## START Excerpted passage
2.2.2 Microclimate Measurements
 Our vertical measurements were taken within 15 m above the surface. Because air pressure has a minimal effect on temperature and moisture within this layer of the atmosphere, we chose vertical air temperature and specific humidity to quantify the microclimatic features without considering the influence of air pressure on these variables. However, we chose to use specific humidity rather than relative humidity or vapor pressure deficit, which have been commonly used in previous studies of microclimatic edge effect [Chen et al., 1993, 1995, 1999; Gehlhausen et al., 2000; Pohlman et al., 2009; Wright et al., 2010], because specific humidity is not affected by air temperature and can truly reflect spatial moisture variations.
 Vertical air temperature and relative humidity were measured with JL-06 data loggers assembled by Qingsheng Electronic Technology Co., Ltd., Handan, China (the temperature sensors were from Heraeus Holding GmbH, Germany, and the humidity sensors were from Honeywell International, Inc., USA; their accuracies were within ±0.1°C and ±1.5%). Ex-factory calibration was performed for all of the 85 purchased sensors for 2 years of validity in 1997, and the inaccurate sensors were sent back for repair. These sensors were recalibrated at the end of 1998. In addition, a fundamental intercomparison was conducted among all the sensors under the same environment before the experiments, and 64 sensors with high-quality consistent readings (below 0.1°C and 1.5%) were selected for use in this study. To detect the vertical variation in these two variables, 15 m observing poles were placed at each sampling site, where the data loggers were mounted at 2 m, 5 m, 10 m, and 15 m above the ground and at a 1 m distance from the poles to minimize their influence on the measurements. Two groups of parallel data for air temperature and relative humidity were continuously measured at every height and logged by the setting intervals. The specific humidity used for analysis was derived from temperature and relative humidity data (accuracy 0.1 g kg-1).
## END Excerpted passage
## START Stored rows
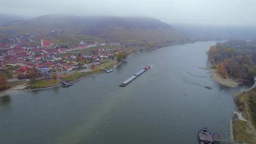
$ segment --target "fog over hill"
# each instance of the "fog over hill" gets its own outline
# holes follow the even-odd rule
[[[256,26],[171,25],[184,34],[196,39],[227,40],[232,38],[252,39],[256,38]]]
[[[51,14],[10,23],[8,26],[0,26],[0,32],[14,35],[61,30],[66,34],[91,35],[120,42],[173,43],[189,40],[169,24],[146,17]]]

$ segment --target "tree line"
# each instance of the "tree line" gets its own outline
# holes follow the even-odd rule
[[[208,59],[224,78],[253,80],[256,76],[256,51],[248,46],[241,39],[218,42],[210,48]]]

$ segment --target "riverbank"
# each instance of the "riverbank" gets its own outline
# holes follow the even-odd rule
[[[236,87],[238,86],[238,85],[242,83],[242,82],[237,82],[237,79],[229,78],[223,79],[217,72],[216,69],[211,68],[209,66],[206,68],[199,67],[199,68],[209,71],[210,72],[208,73],[213,75],[211,76],[211,79],[224,85],[230,87]]]
[[[116,66],[120,65],[123,62],[123,61],[121,61],[119,62],[118,62],[118,63],[116,65],[112,65],[112,66],[111,67],[111,68],[115,68]],[[96,71],[96,70],[95,70],[95,71]],[[93,71],[92,71],[92,72],[93,72]],[[100,72],[96,72],[95,73],[94,73],[93,74],[86,75],[82,76],[81,77],[78,78],[77,79],[75,79],[75,80],[69,81],[68,82],[69,83],[74,83],[82,79],[85,78],[86,77],[95,76],[97,75],[98,75],[99,74],[104,73],[104,72],[105,72],[105,71],[101,71]],[[72,75],[72,74],[71,74],[70,75]],[[61,82],[60,82],[58,83],[57,84],[55,84],[51,85],[49,86],[47,86],[47,87],[45,87],[37,88],[26,89],[26,88],[27,88],[27,86],[29,85],[29,84],[28,83],[28,82],[26,82],[25,83],[23,83],[22,84],[17,83],[16,84],[13,85],[10,87],[10,88],[8,89],[7,89],[4,91],[1,92],[0,93],[0,97],[3,96],[4,95],[10,95],[11,94],[17,93],[17,92],[20,92],[36,91],[41,91],[41,90],[47,90],[47,89],[49,89],[55,88],[56,87],[59,87],[59,86],[62,86],[63,85],[63,84],[61,83]]]
[[[255,95],[256,88],[254,88],[247,91],[239,92],[233,95],[236,111],[233,112],[231,120],[233,135],[230,136],[248,144],[256,144],[256,121],[253,118],[255,114],[251,109],[252,106],[249,104],[253,102],[249,101],[252,98],[250,96]]]

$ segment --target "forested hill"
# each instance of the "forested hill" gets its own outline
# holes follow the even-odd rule
[[[149,17],[48,15],[10,23],[0,26],[0,35],[13,36],[61,30],[66,35],[90,35],[119,42],[165,43],[190,40],[169,25]],[[61,36],[65,38],[68,36]]]
[[[256,76],[256,40],[240,39],[217,43],[210,47],[208,57],[223,78],[253,80]]]

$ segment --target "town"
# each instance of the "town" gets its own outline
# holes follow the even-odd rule
[[[59,35],[61,33],[57,30],[27,33],[13,38],[0,39],[0,70],[4,72],[9,79],[40,75],[50,79],[49,75],[46,74],[48,72],[65,75],[73,70],[92,69],[92,65],[111,61],[118,52],[121,52],[119,43],[87,43],[81,40],[76,46],[69,47],[55,45],[51,40],[44,38],[45,35]],[[39,36],[40,45],[30,45],[35,41],[34,37]],[[130,44],[121,45],[127,47]],[[33,71],[36,72],[31,73]]]

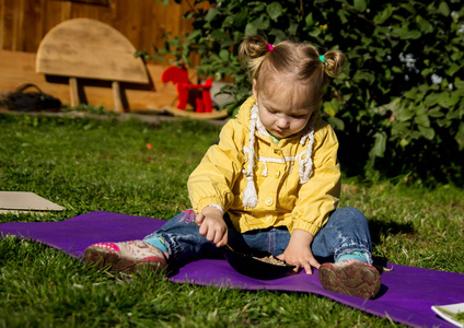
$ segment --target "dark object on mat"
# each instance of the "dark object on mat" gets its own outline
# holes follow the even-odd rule
[[[27,89],[35,89],[36,91],[26,92]],[[32,83],[23,84],[16,91],[8,93],[3,102],[8,109],[19,112],[57,112],[61,108],[60,99],[43,93],[37,85]]]
[[[269,280],[280,278],[294,269],[294,266],[287,265],[267,251],[254,250],[251,254],[245,254],[235,251],[229,245],[225,245],[224,257],[229,265],[237,272],[257,279]],[[270,260],[267,261],[267,258],[270,258]],[[279,263],[269,262],[271,260]]]

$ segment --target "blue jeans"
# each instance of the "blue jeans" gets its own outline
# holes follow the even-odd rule
[[[167,221],[160,230],[143,241],[150,243],[161,237],[170,254],[169,263],[181,266],[198,258],[216,258],[222,256],[222,249],[198,233],[195,213],[184,211]],[[290,242],[290,233],[286,226],[254,230],[239,233],[229,216],[224,215],[229,227],[228,244],[235,250],[256,249],[268,251],[274,256],[283,253]],[[355,208],[340,208],[330,213],[327,223],[315,235],[311,249],[315,257],[334,258],[355,250],[363,251],[372,263],[372,243],[366,216]]]

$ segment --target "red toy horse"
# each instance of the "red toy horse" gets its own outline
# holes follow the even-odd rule
[[[178,109],[185,109],[189,97],[192,96],[195,101],[195,112],[196,113],[211,113],[212,112],[212,102],[211,102],[211,85],[212,80],[207,79],[205,84],[190,84],[188,81],[188,72],[184,68],[170,67],[161,75],[161,81],[163,83],[173,82],[177,84],[177,94],[178,94]]]

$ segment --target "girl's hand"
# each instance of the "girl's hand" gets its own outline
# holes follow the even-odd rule
[[[200,227],[200,235],[214,243],[216,247],[221,247],[228,243],[228,225],[219,209],[206,207],[195,218],[195,222]]]
[[[314,258],[313,253],[311,251],[311,243],[313,242],[314,236],[303,230],[294,230],[290,243],[287,246],[282,255],[279,255],[278,258],[285,260],[287,263],[297,266],[294,269],[297,272],[300,269],[304,269],[308,274],[312,274],[313,271],[311,267],[318,269],[321,265]]]

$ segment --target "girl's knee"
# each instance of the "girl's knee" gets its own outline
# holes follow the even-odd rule
[[[335,212],[330,216],[334,216],[334,219],[344,221],[345,224],[347,223],[351,223],[353,225],[368,224],[368,219],[364,216],[364,214],[360,210],[353,207],[339,208],[335,210]]]

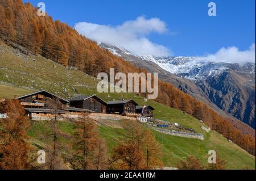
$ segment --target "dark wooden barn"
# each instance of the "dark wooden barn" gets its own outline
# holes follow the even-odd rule
[[[97,113],[106,113],[107,103],[96,95],[79,95],[69,101],[71,107],[86,109]]]
[[[108,113],[127,115],[136,113],[138,104],[133,100],[121,100],[108,102]]]
[[[17,98],[20,104],[27,108],[48,108],[48,102],[53,99],[57,99],[63,104],[67,106],[69,102],[61,98],[46,90],[42,90]]]
[[[153,113],[154,110],[155,110],[155,109],[151,106],[136,107],[136,113],[140,113],[142,115],[142,116],[145,117],[154,117]]]

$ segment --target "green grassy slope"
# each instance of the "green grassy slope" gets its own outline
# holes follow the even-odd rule
[[[204,132],[200,126],[205,126],[204,124],[190,115],[150,100],[145,102],[143,98],[133,94],[97,94],[95,88],[97,81],[94,78],[81,71],[63,67],[41,56],[20,54],[1,41],[0,81],[13,85],[6,86],[0,83],[0,97],[12,98],[14,94],[25,94],[31,91],[30,89],[46,89],[66,98],[76,94],[97,94],[105,100],[131,99],[141,105],[151,105],[156,109],[154,112],[156,118],[193,128],[196,132],[204,134],[205,138],[201,141],[166,135],[163,142],[162,134],[154,132],[156,139],[162,144],[166,166],[176,167],[181,160],[191,154],[196,155],[202,163],[206,164],[208,151],[213,149],[218,151],[221,157],[228,161],[228,169],[241,169],[247,166],[255,169],[254,157],[214,131]],[[67,134],[61,140],[68,145],[72,138],[72,125],[61,122],[59,127]],[[46,144],[42,137],[46,132],[45,129],[43,122],[33,122],[28,134],[34,144],[43,147]],[[109,154],[113,146],[122,139],[120,132],[123,131],[114,127],[100,127],[100,132],[107,141]]]

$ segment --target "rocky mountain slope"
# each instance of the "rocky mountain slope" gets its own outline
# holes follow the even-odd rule
[[[137,66],[159,73],[162,79],[219,113],[231,115],[255,129],[255,64],[210,62],[193,57],[134,56],[115,46],[98,44]]]

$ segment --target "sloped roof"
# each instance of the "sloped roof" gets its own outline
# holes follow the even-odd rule
[[[30,94],[23,95],[23,96],[22,96],[18,97],[18,98],[17,98],[17,99],[23,99],[23,98],[28,97],[28,96],[31,96],[31,95],[36,95],[36,94],[42,94],[42,93],[44,93],[44,93],[48,94],[50,94],[50,95],[52,95],[53,96],[54,96],[54,97],[55,97],[55,98],[59,98],[59,99],[60,99],[61,100],[63,100],[63,101],[64,101],[64,102],[67,102],[67,103],[69,103],[69,102],[68,100],[66,100],[66,99],[65,99],[61,98],[58,96],[57,95],[55,95],[55,94],[52,94],[52,93],[51,93],[51,92],[48,92],[48,91],[47,91],[47,90],[41,90],[41,91],[38,91],[38,92],[35,92],[31,93],[31,94]]]
[[[79,95],[76,96],[75,96],[69,100],[68,100],[69,102],[74,102],[74,101],[81,101],[81,100],[85,100],[88,99],[90,99],[90,98],[94,98],[100,102],[101,102],[104,104],[106,105],[107,103],[105,102],[104,100],[101,99],[100,97],[97,96],[96,95]]]
[[[93,112],[94,111],[86,110],[86,109],[81,109],[73,107],[68,107],[64,109],[65,111],[81,111],[81,112]]]
[[[143,107],[144,107],[144,106],[136,106],[136,110],[141,110],[141,109],[143,109]],[[146,107],[149,108],[151,109],[152,110],[155,110],[155,108],[151,106],[146,106]]]
[[[69,99],[69,101],[79,101],[79,100],[84,100],[89,98],[90,98],[93,95],[79,95],[71,99]]]
[[[113,101],[109,101],[107,103],[108,104],[112,105],[112,104],[126,104],[127,102],[133,102],[134,103],[134,104],[138,105],[138,104],[133,100],[113,100]]]

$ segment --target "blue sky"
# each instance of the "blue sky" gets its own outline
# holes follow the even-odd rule
[[[48,14],[72,27],[87,22],[115,27],[142,16],[145,20],[157,18],[168,30],[143,36],[174,56],[213,54],[233,46],[243,51],[255,43],[255,0],[23,1],[35,6],[44,2]],[[208,15],[210,2],[216,3],[217,16]]]

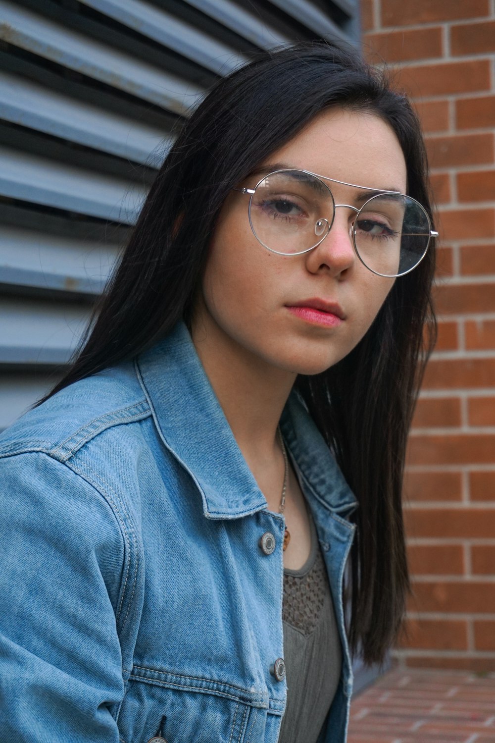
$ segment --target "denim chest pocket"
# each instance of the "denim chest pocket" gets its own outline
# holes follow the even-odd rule
[[[123,743],[260,743],[276,740],[280,716],[226,684],[134,667],[117,724]],[[266,737],[266,727],[273,727]]]

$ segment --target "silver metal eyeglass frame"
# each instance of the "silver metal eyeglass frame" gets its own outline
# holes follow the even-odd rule
[[[327,233],[323,236],[323,237],[320,240],[318,240],[318,241],[317,243],[315,243],[314,245],[312,245],[311,247],[306,247],[304,250],[299,250],[298,253],[281,253],[280,250],[274,250],[273,248],[270,247],[269,245],[265,244],[265,243],[263,242],[263,241],[260,240],[260,238],[256,234],[256,232],[255,230],[255,227],[253,226],[252,221],[252,218],[251,218],[251,204],[252,203],[252,197],[255,195],[255,193],[256,192],[256,189],[258,187],[258,186],[260,184],[263,183],[263,181],[265,181],[267,178],[269,178],[270,175],[274,175],[276,173],[284,173],[284,172],[306,173],[307,175],[312,175],[313,178],[318,178],[318,180],[321,181],[323,185],[325,186],[326,188],[328,189],[328,192],[329,192],[329,193],[330,193],[330,196],[332,198],[332,203],[333,204],[333,214],[332,215],[332,221],[330,222],[330,224],[329,224],[328,220],[326,218],[324,218],[324,221],[326,221],[327,224],[328,224],[328,230],[327,230]],[[333,194],[330,191],[330,189],[328,187],[328,186],[327,186],[327,184],[323,183],[324,181],[330,181],[332,183],[339,184],[341,186],[351,186],[353,188],[358,188],[358,189],[364,189],[366,191],[374,191],[374,192],[376,192],[376,195],[378,195],[378,194],[387,194],[387,193],[398,194],[399,195],[404,196],[405,198],[410,199],[411,201],[414,201],[415,204],[417,204],[418,206],[419,207],[419,208],[424,212],[424,216],[426,217],[426,219],[427,219],[427,222],[429,229],[430,229],[430,235],[428,236],[428,241],[427,242],[426,247],[425,247],[424,250],[423,252],[423,254],[421,256],[421,258],[419,259],[419,260],[418,261],[418,262],[416,263],[413,266],[412,268],[408,268],[407,271],[403,271],[401,273],[396,273],[396,274],[393,274],[393,275],[389,275],[389,274],[386,274],[386,273],[379,273],[378,271],[375,271],[375,270],[373,270],[373,268],[370,268],[370,266],[367,263],[364,262],[364,261],[363,260],[363,259],[361,258],[361,256],[359,255],[359,251],[358,251],[357,245],[355,244],[355,223],[357,221],[358,217],[359,216],[359,214],[361,213],[361,212],[370,203],[370,201],[373,201],[373,199],[376,198],[376,196],[371,196],[369,199],[367,199],[364,202],[364,204],[362,205],[362,207],[361,207],[361,209],[358,209],[357,207],[353,207],[350,204],[335,204],[335,201],[333,199]],[[304,170],[304,169],[303,169],[301,168],[281,168],[281,169],[279,169],[278,170],[272,170],[271,172],[266,173],[266,175],[263,175],[262,178],[260,178],[260,180],[258,181],[258,183],[255,186],[254,189],[251,189],[251,188],[235,188],[235,189],[233,189],[233,190],[234,191],[237,191],[237,192],[239,192],[240,193],[242,193],[242,194],[247,194],[249,196],[249,206],[248,206],[248,216],[249,216],[249,225],[251,226],[251,230],[252,231],[252,233],[255,236],[255,237],[256,238],[256,239],[258,240],[258,241],[260,243],[260,244],[263,245],[263,247],[266,247],[267,250],[270,251],[270,253],[275,253],[275,255],[277,255],[277,256],[301,256],[304,253],[309,253],[310,250],[314,250],[314,249],[315,247],[318,247],[318,246],[321,243],[323,242],[323,241],[325,239],[325,238],[330,233],[330,230],[332,229],[332,225],[333,224],[333,221],[334,221],[335,216],[335,209],[337,209],[338,207],[346,207],[347,209],[352,209],[353,211],[357,212],[356,215],[355,217],[354,221],[352,223],[352,224],[351,224],[351,226],[350,227],[349,235],[350,235],[350,237],[352,239],[352,243],[353,243],[353,246],[354,247],[354,251],[355,251],[356,256],[358,256],[358,259],[360,260],[360,262],[363,264],[364,266],[365,266],[368,269],[368,270],[371,271],[372,273],[375,273],[376,276],[384,276],[385,278],[393,279],[393,278],[398,278],[399,276],[406,276],[406,274],[410,273],[411,271],[413,271],[414,269],[416,268],[419,265],[419,264],[421,263],[421,262],[424,258],[424,256],[426,255],[426,253],[427,252],[427,250],[428,250],[428,247],[430,246],[430,241],[431,238],[432,237],[433,237],[433,238],[438,237],[438,236],[439,236],[439,233],[437,232],[436,232],[434,230],[431,229],[431,221],[430,221],[430,217],[428,216],[428,213],[426,211],[426,210],[424,209],[424,207],[422,206],[422,204],[421,204],[419,203],[419,201],[417,201],[415,198],[413,198],[412,196],[408,196],[407,194],[401,193],[400,191],[388,191],[386,189],[369,188],[367,186],[359,186],[357,184],[350,184],[350,183],[347,183],[345,181],[337,181],[336,178],[330,178],[327,175],[321,175],[320,173],[313,173],[310,170]]]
## END Stored rows
Instructions ->
1: In the microclimate measurements section, at what heights above the ground were the data loggers mounted on the observing poles?
2: Summarize the microclimate measurements section in two sentences.
3: Continue the microclimate measurements section from its final sentence.

Per-task outputs ->
1: At 2 m, 5 m, 10 m, and 15 m.

2: The study quantified microclimate using vertical air temperature and specific humidity within 15 m of the surface, preferring specific humidity to relative humidity or vapor pressure deficit because it is not affected by air temperature. Temperature and relative humidity were recorded by JL-06 data loggers, 64 of them chosen after calibration and intercomparison, mounted at 2, 5, 10, and 15 m on poles at each site, and specific humidity was derived from those readings.

3:
 To observe the microclimatic edge effects of wetland vegetation, field data were collected during the growing seasons over the period of 2008 through 2010. A drought occurred in our study area during 2008 (total precipitation was 182 mm from June to September), and only a small amount of waterlogging was seen in the wetland, resulting in a transition from marsh wetland to meadow vegetation dominated by Calamagrostis angustifolia. During 2009, the Ussuri River region had abundant precipitation (a total of 293 mm), and the observing poles were submerged. It was difficult to place the data loggers at the sampling sites, and thus, some data were missing, and we could not use the data from this year. During 2010, the study sites had normal weather with moderate rain (a total of 220 mm), and the farmland was waterlogged during the observation period. Therefore, our observations were taken under dry and normal climate backgrounds (between 2008 and 2010), and the responses of wetland edge effects to these different climatic conditions were quantitatively investigated in this study. At the sampling sites, air temperature and relative humidity were measured hourly at heights of 2 m, 5 m, 10 m, and 15 m above the ground during 2008, and every 30 min at 2 m and 5 m during 2010. Simultaneously, we also measured surface water depth in the wetland and farmland patches as well as plant heights, vegetation type and characteristics, and local weather conditions every day during the observation periods (Table 1).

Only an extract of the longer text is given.